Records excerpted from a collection
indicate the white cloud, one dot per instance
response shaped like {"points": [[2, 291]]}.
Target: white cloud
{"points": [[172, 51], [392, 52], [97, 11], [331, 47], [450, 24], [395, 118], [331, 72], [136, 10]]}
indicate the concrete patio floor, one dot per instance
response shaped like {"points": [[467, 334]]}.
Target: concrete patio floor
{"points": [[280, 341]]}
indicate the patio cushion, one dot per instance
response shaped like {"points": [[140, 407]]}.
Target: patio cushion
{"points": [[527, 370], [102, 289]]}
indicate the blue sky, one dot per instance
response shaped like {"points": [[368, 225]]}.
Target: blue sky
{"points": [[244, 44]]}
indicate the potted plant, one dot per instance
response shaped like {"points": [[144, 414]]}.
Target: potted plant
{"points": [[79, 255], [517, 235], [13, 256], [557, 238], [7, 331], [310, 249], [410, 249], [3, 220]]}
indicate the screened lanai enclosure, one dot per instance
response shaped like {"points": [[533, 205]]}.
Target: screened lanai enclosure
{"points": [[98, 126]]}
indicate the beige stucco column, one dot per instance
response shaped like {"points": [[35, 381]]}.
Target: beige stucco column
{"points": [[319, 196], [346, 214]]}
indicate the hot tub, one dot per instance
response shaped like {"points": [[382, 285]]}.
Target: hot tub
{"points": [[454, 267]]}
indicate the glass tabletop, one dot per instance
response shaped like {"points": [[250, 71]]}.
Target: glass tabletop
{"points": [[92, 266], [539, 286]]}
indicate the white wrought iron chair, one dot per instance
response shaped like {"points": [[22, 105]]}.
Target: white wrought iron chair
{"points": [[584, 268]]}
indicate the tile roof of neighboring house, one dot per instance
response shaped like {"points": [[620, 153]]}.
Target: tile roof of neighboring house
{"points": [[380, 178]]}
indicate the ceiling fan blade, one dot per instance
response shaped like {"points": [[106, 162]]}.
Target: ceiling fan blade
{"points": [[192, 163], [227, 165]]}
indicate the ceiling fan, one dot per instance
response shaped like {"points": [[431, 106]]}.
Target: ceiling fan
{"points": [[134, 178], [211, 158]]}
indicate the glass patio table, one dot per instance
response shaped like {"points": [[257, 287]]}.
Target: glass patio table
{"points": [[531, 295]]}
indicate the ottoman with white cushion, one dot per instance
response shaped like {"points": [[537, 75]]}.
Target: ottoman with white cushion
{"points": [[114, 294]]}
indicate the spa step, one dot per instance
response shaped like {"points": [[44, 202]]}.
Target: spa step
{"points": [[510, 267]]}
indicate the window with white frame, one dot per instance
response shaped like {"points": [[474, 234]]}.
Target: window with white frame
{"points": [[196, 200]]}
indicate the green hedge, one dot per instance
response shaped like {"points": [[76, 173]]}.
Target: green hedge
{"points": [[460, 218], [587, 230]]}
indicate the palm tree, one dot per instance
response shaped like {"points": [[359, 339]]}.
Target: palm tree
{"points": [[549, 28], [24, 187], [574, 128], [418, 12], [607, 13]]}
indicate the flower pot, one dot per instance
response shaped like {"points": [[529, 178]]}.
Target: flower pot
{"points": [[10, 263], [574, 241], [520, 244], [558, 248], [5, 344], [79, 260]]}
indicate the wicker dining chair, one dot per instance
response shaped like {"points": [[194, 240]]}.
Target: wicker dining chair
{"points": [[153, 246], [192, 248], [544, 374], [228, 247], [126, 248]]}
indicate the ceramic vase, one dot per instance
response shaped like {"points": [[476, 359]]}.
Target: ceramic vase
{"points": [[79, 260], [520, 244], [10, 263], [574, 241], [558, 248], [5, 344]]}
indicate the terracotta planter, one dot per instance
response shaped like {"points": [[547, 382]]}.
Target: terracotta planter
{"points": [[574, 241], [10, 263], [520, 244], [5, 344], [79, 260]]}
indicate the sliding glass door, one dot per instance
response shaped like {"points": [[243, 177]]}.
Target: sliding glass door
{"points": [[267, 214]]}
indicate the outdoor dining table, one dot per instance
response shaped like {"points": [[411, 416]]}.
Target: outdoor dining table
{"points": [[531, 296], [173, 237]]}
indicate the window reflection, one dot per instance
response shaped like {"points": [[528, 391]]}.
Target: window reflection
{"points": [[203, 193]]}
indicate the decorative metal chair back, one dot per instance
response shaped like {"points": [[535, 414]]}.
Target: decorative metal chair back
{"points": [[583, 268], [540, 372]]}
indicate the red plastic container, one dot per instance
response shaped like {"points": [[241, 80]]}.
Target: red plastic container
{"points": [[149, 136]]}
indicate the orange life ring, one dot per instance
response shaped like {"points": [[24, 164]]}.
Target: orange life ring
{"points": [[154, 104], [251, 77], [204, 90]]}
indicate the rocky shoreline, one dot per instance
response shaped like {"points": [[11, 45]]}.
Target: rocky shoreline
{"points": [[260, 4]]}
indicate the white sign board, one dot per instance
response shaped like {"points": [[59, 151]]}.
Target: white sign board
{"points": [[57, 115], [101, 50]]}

...

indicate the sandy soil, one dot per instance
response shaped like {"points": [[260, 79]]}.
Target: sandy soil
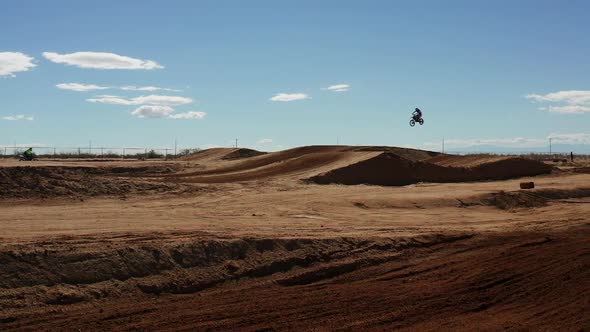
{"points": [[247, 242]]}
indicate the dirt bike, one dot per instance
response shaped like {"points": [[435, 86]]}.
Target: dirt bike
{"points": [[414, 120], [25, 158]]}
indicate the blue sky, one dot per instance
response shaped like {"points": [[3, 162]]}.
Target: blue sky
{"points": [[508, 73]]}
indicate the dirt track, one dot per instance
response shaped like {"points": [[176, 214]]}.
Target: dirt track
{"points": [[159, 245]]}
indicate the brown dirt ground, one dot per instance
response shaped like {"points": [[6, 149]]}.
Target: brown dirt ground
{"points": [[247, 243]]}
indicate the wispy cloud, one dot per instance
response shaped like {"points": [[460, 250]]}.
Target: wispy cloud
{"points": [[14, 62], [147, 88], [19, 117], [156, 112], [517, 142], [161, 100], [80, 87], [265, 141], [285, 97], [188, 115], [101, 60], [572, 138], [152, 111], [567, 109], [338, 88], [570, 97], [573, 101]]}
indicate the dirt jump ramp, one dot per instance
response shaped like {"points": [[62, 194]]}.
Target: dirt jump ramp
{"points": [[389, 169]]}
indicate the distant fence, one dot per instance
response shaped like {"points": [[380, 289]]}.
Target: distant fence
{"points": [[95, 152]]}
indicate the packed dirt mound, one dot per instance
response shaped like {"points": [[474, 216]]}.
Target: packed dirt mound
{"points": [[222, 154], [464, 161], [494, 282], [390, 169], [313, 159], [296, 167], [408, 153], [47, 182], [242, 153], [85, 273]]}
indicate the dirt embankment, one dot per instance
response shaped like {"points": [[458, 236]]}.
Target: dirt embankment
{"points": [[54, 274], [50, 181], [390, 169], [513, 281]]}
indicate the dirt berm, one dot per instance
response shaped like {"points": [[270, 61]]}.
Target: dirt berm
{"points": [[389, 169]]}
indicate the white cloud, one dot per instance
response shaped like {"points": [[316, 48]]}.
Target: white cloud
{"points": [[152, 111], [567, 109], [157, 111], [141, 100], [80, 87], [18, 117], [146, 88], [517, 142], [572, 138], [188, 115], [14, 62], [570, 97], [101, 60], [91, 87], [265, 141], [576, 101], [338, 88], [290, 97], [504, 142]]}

==

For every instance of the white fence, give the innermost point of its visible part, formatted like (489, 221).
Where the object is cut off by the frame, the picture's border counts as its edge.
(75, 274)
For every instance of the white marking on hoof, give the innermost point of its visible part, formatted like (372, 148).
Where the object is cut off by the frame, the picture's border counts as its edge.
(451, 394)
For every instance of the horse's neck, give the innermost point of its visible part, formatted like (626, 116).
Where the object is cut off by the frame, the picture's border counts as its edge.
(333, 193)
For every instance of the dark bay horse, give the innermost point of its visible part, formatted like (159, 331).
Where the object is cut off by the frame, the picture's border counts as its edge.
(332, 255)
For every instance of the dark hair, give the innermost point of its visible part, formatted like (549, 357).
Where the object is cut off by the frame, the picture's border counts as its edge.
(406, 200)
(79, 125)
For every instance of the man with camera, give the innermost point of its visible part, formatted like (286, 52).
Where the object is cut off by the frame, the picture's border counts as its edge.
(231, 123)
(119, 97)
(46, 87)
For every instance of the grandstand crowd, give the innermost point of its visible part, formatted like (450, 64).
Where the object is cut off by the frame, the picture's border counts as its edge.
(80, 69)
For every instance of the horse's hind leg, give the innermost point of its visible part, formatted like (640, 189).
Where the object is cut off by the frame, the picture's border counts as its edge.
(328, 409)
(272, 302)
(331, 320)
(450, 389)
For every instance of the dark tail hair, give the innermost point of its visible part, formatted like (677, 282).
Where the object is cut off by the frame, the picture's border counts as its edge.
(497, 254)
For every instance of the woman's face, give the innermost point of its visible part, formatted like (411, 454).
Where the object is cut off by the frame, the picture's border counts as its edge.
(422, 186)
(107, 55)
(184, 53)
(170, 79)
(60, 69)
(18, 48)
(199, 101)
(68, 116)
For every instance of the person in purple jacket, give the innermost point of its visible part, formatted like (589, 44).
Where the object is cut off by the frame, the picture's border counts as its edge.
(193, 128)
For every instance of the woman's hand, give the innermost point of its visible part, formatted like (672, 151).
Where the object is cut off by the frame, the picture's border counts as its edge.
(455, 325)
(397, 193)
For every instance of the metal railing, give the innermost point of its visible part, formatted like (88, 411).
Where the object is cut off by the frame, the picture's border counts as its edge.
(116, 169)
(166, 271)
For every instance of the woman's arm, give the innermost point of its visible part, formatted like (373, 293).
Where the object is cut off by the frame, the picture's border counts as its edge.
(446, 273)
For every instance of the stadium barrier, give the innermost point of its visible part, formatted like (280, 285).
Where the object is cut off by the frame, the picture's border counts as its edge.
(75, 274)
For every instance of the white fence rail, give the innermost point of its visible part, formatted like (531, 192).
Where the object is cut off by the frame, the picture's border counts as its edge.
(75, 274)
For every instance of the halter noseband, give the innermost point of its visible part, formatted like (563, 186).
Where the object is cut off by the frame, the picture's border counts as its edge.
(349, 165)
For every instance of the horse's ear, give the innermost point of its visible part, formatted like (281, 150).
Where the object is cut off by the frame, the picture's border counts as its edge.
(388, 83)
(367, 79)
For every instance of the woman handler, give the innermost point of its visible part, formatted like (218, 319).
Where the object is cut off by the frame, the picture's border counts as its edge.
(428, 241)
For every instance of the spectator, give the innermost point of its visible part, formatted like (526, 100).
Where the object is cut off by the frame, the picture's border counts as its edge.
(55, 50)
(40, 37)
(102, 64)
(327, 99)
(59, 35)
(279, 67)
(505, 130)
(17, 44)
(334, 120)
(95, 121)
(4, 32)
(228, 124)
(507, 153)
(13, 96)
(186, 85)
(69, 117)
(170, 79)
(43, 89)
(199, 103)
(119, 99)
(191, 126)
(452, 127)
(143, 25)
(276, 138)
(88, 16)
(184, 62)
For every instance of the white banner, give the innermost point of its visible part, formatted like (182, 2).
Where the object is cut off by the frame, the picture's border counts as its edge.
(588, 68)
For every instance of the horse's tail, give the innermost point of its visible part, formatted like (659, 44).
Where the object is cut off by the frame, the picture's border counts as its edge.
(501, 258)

◆ REQUIRED WORK: Could you find every line in the records above that has the string "horse" and copy it?

◆ TASK SOLUTION:
For every instance of the horse's neck, give the innermost point of its visible part, formatted like (626, 116).
For every instance of the dark bay horse, give the innermost point of its visible part, formatted like (159, 331).
For every instance of the horse's hind leg, give the innermost point of its visible part, formatted like (640, 189).
For every instance of the horse's ear, give the innermost point of its visible part, formatted like (281, 150).
For every instance of the horse's tail, give the innermost point of its visible part, formatted like (659, 44).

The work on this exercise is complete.